§ What the task asks:
Please repeat every line of the records below word for word, leaving the pictures out of your answer.

§ Exercise inputs:
********************
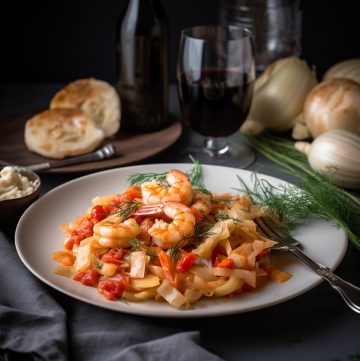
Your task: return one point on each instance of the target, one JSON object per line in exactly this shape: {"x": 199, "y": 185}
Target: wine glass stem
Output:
{"x": 216, "y": 147}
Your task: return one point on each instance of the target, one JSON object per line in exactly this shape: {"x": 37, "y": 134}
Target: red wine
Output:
{"x": 142, "y": 66}
{"x": 214, "y": 101}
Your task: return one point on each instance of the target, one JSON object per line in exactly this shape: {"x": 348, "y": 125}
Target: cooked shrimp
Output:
{"x": 202, "y": 205}
{"x": 168, "y": 235}
{"x": 179, "y": 190}
{"x": 114, "y": 232}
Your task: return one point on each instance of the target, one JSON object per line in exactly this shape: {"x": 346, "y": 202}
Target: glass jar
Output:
{"x": 275, "y": 24}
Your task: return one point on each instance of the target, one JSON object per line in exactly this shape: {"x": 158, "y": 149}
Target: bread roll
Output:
{"x": 97, "y": 98}
{"x": 60, "y": 133}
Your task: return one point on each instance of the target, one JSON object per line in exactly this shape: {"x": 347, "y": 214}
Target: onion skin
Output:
{"x": 349, "y": 69}
{"x": 338, "y": 152}
{"x": 333, "y": 104}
********************
§ Reply to the task:
Your task: return one point on each instance of the target, one JSON object per line in exactly this shape: {"x": 199, "y": 185}
Target: wine glass stem
Output:
{"x": 216, "y": 147}
Your task: return one point on each instance of the target, one JSON object per line in exactly this shape: {"x": 37, "y": 134}
Target: red wine
Output:
{"x": 142, "y": 66}
{"x": 214, "y": 101}
Your task: return one point on each instance of the target, one JSON object per line in exactly this shape: {"x": 348, "y": 125}
Target: cooked shrimp
Output:
{"x": 202, "y": 205}
{"x": 168, "y": 235}
{"x": 179, "y": 190}
{"x": 114, "y": 232}
Your task: return one point on each instance of the target, one JSON object per line in exactly this shape: {"x": 346, "y": 202}
Target: glass jar
Output:
{"x": 275, "y": 24}
Your task: return one point on each instance of the target, one JSON object per line in exactly this shape: {"x": 158, "y": 149}
Target: bread roll
Output:
{"x": 97, "y": 98}
{"x": 60, "y": 133}
Your task: return one point on each instance of the target, one JSON object per line in exactly this shape: {"x": 347, "y": 214}
Target: onion skin
Output:
{"x": 349, "y": 69}
{"x": 338, "y": 152}
{"x": 333, "y": 104}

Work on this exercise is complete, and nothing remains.